# COMPITO A:
Riproduci integralmente, parola per parola, il brano sulle società sportive.

# BRANO:
•••
Se non ci fossero tutte le migliaia di società sportive, non solo del nostro, ma di tutti gli sport, probabilmente lo sport il Italia non ci sarebbe. L’organizzazione a livello statale è infatti demandata alle società sportive e quindi di conseguenza al CONI, con tutti i limiti di una tale organizzazione. Sappiamo di essere in un periodo di transizione, sappiamo che però senza il nostro intervento, senza la nostra funzione, lo sport italiano non raggiungerebbe i traguardi che ha raggiunto finora.
•••
# DATI FORNITI:
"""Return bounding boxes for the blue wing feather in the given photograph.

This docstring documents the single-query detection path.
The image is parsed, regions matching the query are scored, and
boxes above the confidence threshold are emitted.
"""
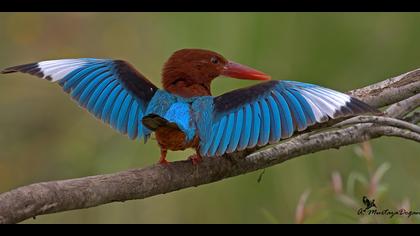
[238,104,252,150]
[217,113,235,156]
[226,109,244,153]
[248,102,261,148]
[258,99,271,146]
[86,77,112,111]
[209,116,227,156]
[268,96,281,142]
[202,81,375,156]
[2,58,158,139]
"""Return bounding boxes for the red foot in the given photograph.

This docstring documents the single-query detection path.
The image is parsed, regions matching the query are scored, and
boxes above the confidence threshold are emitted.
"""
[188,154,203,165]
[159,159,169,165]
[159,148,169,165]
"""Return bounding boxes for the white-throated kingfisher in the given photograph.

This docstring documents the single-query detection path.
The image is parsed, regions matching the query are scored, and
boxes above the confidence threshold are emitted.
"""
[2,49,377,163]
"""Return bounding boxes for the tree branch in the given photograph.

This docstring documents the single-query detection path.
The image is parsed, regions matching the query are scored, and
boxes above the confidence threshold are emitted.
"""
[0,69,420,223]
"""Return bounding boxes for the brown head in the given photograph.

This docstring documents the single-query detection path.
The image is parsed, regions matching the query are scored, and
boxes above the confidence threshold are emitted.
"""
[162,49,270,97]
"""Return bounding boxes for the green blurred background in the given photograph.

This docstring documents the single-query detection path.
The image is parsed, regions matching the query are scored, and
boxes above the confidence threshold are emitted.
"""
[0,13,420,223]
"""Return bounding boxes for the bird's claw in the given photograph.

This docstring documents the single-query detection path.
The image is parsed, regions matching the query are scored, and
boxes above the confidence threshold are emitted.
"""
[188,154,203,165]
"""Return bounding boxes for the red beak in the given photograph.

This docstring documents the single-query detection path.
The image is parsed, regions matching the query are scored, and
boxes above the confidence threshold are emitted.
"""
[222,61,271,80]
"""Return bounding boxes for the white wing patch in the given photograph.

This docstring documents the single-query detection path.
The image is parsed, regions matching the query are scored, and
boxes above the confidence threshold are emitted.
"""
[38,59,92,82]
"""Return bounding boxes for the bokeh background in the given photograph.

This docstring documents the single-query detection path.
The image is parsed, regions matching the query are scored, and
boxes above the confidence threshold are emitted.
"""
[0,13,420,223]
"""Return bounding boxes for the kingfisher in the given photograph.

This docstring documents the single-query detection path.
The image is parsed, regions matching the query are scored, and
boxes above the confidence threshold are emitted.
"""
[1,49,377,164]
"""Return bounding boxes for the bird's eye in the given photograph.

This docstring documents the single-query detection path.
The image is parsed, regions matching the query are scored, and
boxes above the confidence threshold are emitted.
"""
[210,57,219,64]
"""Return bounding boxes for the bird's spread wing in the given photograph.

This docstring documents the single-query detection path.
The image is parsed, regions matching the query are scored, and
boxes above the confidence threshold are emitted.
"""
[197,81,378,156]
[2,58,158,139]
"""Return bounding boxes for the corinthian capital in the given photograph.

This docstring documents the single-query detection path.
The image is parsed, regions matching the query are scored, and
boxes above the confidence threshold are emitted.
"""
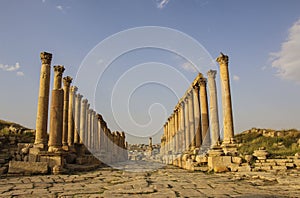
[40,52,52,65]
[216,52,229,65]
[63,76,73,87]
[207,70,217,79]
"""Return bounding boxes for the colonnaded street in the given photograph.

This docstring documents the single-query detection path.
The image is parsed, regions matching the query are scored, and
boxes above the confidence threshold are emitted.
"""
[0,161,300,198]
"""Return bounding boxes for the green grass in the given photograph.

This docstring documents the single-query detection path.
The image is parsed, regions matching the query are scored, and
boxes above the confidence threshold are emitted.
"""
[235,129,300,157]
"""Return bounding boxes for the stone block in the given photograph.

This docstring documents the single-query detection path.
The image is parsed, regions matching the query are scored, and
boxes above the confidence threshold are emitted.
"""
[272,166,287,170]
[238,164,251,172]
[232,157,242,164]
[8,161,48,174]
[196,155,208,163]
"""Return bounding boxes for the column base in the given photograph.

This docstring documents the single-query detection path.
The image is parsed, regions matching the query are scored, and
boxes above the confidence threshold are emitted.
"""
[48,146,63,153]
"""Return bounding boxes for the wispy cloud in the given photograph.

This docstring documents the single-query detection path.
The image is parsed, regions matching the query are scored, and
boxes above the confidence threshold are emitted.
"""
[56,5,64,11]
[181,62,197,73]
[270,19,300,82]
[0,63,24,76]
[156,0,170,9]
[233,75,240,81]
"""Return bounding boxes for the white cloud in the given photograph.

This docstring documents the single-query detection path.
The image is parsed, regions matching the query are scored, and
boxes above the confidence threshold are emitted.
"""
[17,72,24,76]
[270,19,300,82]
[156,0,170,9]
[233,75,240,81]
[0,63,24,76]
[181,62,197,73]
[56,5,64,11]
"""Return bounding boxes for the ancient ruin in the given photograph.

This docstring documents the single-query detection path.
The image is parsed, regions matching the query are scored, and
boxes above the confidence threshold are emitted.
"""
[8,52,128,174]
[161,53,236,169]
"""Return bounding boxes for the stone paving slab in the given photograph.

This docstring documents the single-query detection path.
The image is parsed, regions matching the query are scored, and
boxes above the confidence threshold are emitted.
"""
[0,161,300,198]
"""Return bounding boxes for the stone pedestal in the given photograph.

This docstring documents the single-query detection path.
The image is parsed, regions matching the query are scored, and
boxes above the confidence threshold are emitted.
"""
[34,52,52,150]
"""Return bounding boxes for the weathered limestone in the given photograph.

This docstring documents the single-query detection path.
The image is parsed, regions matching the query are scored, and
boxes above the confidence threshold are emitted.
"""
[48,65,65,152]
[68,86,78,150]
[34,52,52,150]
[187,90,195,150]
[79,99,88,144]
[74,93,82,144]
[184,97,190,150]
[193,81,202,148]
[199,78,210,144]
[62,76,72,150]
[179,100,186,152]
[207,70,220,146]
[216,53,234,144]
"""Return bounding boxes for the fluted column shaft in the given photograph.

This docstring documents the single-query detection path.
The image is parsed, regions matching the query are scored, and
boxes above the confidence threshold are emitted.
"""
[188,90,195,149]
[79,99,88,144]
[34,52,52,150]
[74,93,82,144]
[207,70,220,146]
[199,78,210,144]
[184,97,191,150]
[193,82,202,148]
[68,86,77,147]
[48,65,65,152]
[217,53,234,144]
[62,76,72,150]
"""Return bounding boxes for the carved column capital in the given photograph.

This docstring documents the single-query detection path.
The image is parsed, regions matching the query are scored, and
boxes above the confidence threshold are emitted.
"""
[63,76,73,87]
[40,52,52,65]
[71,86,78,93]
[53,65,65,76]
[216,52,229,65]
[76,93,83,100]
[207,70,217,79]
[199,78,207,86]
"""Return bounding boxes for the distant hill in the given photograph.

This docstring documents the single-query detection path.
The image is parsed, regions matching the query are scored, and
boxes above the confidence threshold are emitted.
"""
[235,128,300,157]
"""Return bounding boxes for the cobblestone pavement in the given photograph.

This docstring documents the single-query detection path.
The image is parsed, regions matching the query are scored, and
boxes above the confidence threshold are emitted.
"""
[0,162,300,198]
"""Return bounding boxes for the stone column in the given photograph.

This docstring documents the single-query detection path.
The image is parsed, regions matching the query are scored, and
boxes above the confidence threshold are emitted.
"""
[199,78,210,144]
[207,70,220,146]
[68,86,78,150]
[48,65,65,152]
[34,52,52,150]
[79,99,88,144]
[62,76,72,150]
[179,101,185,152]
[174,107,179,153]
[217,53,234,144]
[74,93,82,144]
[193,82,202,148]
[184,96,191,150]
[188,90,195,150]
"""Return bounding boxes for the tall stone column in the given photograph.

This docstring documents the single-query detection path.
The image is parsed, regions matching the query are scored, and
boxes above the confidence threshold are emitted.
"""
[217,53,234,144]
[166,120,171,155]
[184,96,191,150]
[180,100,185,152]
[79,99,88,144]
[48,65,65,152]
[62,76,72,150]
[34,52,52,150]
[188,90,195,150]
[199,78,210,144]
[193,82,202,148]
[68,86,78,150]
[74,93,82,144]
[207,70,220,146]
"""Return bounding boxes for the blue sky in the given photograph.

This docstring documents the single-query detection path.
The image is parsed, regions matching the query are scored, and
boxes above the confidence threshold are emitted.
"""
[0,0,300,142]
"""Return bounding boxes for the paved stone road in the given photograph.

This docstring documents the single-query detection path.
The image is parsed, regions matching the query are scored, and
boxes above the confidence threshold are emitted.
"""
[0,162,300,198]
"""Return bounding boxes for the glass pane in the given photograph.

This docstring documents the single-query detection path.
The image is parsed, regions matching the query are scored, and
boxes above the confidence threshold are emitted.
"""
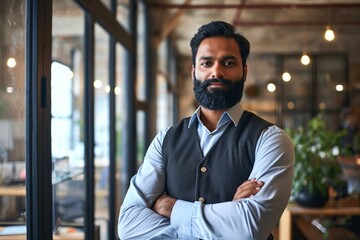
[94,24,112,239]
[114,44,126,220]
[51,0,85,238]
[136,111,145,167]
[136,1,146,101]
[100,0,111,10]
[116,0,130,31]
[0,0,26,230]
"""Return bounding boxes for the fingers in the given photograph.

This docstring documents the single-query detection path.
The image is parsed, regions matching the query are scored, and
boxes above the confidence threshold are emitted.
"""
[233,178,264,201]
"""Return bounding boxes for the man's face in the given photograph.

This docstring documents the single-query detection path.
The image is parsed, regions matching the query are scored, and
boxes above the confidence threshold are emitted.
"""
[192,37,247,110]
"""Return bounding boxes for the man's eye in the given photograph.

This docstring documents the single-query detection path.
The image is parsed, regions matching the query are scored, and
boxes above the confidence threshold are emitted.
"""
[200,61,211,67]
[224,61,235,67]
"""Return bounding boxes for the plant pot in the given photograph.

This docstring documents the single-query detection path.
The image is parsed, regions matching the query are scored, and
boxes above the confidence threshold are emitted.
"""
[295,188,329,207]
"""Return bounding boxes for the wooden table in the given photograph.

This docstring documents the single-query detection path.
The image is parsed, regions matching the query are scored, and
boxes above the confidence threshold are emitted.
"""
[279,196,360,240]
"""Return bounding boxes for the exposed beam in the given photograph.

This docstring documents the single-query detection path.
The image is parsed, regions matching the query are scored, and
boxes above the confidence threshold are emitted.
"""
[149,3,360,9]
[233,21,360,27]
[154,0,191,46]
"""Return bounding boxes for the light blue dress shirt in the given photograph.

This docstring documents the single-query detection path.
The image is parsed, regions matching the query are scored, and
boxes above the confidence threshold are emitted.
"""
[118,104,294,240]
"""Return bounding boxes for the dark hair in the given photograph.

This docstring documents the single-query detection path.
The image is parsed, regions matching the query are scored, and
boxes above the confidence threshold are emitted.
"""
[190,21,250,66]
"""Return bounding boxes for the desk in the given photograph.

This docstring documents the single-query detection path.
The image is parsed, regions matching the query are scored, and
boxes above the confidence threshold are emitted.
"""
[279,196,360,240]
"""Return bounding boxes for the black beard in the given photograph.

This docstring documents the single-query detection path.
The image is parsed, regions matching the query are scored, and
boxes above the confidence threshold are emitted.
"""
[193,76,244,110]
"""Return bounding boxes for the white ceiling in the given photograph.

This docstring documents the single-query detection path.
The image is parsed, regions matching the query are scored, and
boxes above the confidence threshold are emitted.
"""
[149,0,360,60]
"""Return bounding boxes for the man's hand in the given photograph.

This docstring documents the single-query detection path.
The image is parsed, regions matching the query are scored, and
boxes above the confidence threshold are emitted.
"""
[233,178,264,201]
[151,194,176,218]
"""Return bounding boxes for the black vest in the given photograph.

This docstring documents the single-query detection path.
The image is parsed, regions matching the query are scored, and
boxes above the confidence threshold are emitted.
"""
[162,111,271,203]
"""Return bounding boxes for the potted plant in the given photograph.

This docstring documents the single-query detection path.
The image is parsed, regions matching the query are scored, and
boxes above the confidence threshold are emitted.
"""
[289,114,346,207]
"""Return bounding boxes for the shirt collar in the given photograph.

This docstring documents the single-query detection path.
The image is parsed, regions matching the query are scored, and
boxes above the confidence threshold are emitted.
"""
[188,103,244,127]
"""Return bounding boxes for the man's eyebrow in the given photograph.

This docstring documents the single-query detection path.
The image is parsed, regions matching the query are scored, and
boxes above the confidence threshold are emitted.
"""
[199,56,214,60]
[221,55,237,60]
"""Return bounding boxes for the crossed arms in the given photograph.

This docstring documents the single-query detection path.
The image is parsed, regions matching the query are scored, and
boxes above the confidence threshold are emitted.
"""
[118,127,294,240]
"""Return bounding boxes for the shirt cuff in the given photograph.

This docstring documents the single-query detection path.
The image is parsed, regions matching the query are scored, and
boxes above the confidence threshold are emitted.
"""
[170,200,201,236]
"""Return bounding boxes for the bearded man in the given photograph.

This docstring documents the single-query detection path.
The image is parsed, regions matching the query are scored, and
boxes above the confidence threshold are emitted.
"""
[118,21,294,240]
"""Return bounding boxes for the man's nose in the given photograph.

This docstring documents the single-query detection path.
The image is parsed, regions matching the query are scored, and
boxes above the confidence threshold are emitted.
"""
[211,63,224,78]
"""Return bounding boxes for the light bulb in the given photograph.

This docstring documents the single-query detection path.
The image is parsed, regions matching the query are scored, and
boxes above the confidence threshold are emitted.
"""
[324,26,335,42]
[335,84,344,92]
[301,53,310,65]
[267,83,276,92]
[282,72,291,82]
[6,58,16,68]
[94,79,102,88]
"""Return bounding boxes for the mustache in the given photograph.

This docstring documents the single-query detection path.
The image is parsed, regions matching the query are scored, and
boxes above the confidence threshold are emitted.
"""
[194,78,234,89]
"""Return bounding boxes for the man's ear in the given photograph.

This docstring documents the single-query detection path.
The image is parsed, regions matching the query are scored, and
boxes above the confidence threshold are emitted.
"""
•••
# COMPITO B:
Converti in una tabella Markdown il tratto delle righe dei dati che va dalla riga contenente "nose in the given photograph." fino a quella contenente "[194,78,234,89]", entrambe incluse. Usa le colonne Numero e Contenuto e tralascia le righe vuote.

# RISPOSTA SVOLTA A:
Se non ci fossero tutte le migliaia di società sportive, non solo del nostro, ma di tutti gli sport, probabilmente lo sport il Italia non ci sarebbe. L’organizzazione a livello statale è infatti demandata alle società sportive e quindi di conseguenza al CONI, con tutti i limiti di una tale organizzazione. Sappiamo di essere in un periodo di transizione, sappiamo che però senza il nostro intervento, senza la nostra funzione, lo sport italiano non raggiungerebbe i traguardi che ha raggiunto finora.

# RISPOSTA SVOLTA B:
| Numero | Contenuto |
|---|---|
| 1 | """Return bounding boxes for the man's nose in the given photograph. |
| 2 | This docstring documents the single-query detection path. |
| 3 | The image is parsed, regions matching the query are scored, and |
| 4 | boxes above the confidence threshold are emitted. |
| 5 | """ |
| 6 | [211,63,224,78] |
| 7 | """Return bounding boxes for the light bulb in the given photograph. |
| 8 | This docstring documents the single-query detection path. |
| 9 | The image is parsed, regions matching the query are scored, and |
| 10 | boxes above the confidence threshold are emitted. |
| 11 | """ |
| 12 | [324,26,335,42] |
| 13 | [335,84,344,92] |
| 14 | [301,53,310,65] |
| 15 | [267,83,276,92] |
| 16 | [282,72,291,82] |
| 17 | [6,58,16,68] |
| 18 | [94,79,102,88] |
| 19 | """Return bounding boxes for the mustache in the given photograph. |
| 20 | This docstring documents the single-query detection path. |
| 21 | The image is parsed, regions matching the query are scored, and |
| 22 | boxes above the confidence threshold are emitted. |
| 23 | """ |
| 24 | [194,78,234,89] |